Reproduce word for word the lines between those holding "Query: open mouth" and "of the thick", inclusive, and nothing else from the data below.

(Stored items from a collection)
Start of Block
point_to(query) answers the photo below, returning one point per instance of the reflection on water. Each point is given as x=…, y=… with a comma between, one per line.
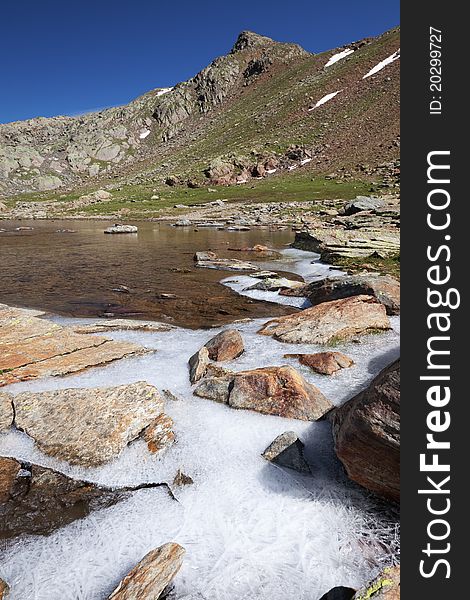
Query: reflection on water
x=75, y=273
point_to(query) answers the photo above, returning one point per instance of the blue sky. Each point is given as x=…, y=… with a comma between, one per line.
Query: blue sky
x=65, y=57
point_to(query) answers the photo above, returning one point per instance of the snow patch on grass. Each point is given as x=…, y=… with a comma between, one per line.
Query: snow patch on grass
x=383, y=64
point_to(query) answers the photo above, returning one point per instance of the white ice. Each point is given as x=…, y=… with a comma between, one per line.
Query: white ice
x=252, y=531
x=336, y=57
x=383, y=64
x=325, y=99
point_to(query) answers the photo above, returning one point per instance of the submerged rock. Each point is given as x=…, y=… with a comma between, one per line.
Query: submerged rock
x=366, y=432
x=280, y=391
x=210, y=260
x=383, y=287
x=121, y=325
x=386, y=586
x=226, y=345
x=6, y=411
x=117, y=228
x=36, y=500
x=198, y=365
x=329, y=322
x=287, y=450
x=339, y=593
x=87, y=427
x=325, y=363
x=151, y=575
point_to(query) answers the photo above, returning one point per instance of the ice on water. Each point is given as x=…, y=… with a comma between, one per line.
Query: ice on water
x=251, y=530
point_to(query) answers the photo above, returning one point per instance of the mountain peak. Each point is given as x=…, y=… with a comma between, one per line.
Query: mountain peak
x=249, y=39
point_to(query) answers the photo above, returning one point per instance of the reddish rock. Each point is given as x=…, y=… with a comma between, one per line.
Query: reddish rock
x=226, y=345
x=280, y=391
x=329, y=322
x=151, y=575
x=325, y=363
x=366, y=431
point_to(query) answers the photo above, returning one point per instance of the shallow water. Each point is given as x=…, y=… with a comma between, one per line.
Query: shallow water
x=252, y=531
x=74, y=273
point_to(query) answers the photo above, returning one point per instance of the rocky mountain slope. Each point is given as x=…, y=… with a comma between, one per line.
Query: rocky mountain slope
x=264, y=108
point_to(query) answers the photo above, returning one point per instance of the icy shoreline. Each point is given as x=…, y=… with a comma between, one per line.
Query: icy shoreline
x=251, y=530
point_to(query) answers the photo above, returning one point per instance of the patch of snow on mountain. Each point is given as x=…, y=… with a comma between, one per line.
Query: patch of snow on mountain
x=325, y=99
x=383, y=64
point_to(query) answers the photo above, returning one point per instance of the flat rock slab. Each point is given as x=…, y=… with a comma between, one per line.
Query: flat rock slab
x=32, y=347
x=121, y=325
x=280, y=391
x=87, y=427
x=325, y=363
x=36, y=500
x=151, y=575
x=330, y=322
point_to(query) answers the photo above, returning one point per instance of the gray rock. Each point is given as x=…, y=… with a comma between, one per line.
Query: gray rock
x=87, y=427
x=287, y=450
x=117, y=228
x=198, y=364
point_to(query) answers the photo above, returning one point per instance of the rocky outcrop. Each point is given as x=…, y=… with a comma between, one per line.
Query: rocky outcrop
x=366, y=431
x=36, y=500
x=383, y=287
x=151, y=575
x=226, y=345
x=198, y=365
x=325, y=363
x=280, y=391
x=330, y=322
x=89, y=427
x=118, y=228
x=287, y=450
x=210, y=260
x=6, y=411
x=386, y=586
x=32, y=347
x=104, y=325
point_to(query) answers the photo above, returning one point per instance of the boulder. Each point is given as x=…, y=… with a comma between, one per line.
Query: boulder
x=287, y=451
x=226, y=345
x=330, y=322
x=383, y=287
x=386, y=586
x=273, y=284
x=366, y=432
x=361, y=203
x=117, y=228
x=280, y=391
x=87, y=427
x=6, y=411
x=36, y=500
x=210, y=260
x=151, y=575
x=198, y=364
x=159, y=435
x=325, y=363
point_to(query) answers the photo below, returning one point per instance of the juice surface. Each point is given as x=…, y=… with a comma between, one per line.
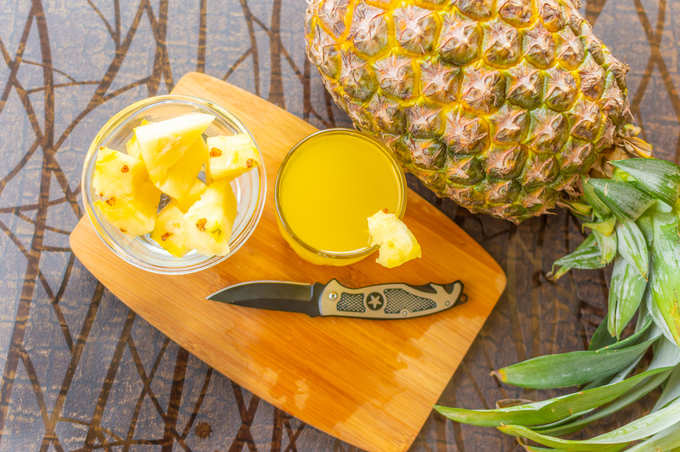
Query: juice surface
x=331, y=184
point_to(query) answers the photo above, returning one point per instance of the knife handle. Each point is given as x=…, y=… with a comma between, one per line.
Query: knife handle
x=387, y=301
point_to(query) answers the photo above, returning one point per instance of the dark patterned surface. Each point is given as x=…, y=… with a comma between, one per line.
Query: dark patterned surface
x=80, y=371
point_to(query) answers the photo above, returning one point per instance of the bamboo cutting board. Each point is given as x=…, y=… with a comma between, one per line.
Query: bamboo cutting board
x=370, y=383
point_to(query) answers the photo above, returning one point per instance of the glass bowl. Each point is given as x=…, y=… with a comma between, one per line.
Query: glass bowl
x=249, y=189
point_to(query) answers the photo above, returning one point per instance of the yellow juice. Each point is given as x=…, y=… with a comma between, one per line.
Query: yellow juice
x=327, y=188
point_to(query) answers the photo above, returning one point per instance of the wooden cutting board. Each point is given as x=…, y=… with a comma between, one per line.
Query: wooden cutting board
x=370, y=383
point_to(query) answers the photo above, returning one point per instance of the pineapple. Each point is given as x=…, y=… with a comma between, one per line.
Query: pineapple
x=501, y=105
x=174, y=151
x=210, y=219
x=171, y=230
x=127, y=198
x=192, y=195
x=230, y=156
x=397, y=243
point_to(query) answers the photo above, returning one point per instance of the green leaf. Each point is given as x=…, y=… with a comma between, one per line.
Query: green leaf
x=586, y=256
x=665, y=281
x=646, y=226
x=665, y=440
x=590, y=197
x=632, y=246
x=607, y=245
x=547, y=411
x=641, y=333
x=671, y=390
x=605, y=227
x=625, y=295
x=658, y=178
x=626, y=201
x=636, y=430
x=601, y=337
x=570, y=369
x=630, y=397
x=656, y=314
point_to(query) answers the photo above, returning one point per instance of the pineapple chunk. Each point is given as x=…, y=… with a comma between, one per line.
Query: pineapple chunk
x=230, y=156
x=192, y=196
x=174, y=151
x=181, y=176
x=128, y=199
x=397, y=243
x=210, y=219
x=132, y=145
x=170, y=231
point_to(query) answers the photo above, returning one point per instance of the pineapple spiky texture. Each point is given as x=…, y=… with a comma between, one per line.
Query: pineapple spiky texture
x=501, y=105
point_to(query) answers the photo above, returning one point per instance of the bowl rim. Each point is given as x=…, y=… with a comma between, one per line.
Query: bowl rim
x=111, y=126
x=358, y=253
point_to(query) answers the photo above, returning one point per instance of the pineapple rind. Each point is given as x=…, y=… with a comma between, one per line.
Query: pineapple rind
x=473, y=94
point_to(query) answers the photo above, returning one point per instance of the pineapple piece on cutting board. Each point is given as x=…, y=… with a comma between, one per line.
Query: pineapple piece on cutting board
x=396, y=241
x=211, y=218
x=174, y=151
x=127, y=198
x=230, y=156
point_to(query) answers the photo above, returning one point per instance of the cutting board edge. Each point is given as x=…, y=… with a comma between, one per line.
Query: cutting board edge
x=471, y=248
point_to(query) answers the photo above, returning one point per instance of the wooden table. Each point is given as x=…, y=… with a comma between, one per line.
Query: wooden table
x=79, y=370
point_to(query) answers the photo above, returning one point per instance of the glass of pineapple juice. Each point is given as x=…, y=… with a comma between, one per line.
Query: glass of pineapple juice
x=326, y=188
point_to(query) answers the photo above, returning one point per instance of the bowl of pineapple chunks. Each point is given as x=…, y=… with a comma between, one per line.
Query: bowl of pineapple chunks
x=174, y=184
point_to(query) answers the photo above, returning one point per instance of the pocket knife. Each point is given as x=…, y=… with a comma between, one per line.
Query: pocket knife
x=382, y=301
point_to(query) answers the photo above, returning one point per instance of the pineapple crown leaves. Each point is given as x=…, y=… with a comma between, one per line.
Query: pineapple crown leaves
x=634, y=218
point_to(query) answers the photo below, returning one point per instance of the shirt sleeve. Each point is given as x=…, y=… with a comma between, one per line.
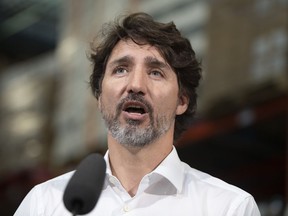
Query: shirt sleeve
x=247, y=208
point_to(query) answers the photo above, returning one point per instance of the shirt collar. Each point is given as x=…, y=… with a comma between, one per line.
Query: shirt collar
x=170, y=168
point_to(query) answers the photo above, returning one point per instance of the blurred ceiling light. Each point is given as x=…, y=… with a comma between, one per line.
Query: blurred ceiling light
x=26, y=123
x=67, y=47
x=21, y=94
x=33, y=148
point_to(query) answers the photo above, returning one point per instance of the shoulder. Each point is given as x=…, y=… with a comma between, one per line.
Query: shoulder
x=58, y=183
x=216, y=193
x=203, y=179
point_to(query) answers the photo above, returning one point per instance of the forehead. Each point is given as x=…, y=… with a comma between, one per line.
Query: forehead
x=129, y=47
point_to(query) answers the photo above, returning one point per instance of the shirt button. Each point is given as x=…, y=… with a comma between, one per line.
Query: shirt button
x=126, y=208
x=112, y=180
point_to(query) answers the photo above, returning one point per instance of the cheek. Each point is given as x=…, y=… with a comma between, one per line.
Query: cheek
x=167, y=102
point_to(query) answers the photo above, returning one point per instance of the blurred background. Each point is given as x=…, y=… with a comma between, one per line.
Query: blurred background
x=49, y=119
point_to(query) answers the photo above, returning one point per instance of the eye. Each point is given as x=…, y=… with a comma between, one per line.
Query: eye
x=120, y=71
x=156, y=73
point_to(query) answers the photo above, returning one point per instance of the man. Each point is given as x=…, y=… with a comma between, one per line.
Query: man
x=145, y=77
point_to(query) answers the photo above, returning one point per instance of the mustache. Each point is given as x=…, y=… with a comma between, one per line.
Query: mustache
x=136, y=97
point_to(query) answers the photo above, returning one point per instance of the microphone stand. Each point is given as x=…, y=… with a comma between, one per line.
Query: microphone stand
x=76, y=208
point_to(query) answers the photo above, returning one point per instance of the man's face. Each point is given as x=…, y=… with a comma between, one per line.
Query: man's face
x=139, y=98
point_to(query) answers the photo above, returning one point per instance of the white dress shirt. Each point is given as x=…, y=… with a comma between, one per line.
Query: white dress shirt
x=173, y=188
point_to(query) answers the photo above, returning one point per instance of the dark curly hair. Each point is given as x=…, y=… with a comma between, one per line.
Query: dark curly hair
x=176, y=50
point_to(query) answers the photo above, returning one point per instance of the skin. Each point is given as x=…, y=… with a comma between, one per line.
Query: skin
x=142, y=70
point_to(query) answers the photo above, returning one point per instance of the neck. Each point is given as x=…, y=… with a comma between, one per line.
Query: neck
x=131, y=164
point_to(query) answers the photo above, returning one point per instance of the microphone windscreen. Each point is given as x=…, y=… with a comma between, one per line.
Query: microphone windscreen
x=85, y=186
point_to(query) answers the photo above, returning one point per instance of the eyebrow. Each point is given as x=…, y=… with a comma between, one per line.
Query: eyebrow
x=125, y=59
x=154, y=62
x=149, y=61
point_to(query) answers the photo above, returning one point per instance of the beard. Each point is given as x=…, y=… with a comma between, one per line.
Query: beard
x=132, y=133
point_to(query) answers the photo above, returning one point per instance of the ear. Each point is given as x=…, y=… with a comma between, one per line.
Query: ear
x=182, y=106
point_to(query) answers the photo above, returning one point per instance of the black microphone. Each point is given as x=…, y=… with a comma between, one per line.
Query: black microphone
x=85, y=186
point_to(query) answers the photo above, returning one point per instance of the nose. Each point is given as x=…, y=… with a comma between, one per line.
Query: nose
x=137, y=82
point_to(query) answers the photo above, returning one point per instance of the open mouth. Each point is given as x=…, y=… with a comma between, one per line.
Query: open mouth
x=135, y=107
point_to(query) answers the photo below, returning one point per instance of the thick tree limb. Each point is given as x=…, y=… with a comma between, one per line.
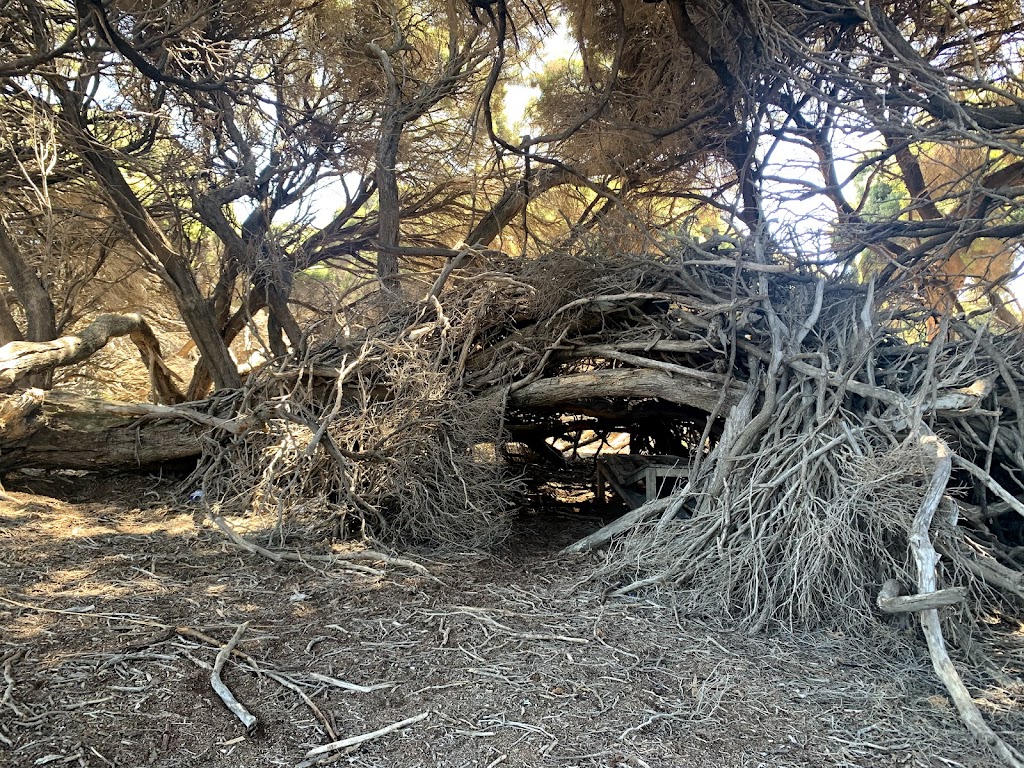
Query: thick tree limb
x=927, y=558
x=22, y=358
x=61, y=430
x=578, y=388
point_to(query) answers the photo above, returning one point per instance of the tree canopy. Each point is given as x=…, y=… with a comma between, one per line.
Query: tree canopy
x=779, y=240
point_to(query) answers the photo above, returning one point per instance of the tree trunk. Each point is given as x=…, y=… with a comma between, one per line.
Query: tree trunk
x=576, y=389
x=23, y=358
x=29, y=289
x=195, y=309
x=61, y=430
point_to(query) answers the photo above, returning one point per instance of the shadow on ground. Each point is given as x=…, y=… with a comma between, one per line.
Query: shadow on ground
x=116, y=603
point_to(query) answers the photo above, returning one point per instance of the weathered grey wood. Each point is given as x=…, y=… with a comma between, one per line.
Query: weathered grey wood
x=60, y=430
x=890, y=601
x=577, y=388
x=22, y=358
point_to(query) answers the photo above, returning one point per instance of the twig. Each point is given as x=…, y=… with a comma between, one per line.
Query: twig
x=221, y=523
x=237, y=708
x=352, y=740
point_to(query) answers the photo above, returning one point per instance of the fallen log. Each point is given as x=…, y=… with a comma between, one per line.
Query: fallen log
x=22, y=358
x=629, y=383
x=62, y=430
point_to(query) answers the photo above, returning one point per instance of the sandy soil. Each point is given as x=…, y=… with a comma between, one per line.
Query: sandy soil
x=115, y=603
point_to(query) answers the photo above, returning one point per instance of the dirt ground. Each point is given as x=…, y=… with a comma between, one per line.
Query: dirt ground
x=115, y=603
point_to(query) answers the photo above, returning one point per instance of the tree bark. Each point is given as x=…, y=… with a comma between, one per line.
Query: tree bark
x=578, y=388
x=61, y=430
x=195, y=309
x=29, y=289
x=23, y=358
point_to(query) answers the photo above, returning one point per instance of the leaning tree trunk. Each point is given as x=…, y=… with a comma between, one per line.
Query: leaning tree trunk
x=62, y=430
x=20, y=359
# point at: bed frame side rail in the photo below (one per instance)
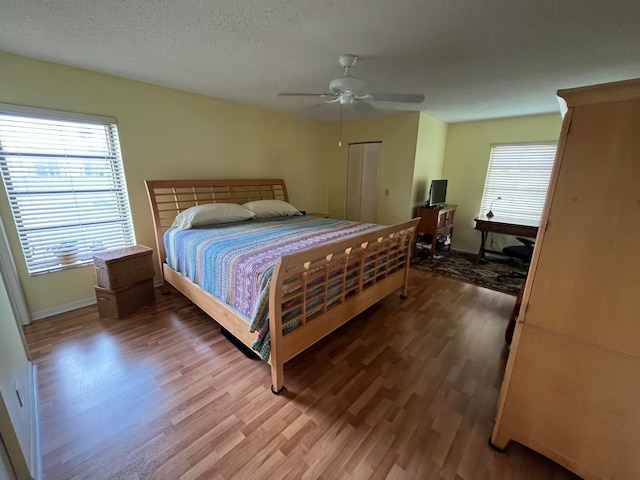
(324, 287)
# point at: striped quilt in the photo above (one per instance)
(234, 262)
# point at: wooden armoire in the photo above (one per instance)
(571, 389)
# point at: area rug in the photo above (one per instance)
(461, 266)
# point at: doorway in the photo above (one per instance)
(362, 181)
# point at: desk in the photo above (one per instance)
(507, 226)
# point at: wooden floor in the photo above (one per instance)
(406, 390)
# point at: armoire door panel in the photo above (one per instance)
End of Block
» RESPONSE FOR THIS EXERCISE
Query: open mouth
x=135, y=107
point_to(query) answers the photo below, returning one point per instance of the thick tree limb. Each point is given as x=…, y=… with a comma between, one per line.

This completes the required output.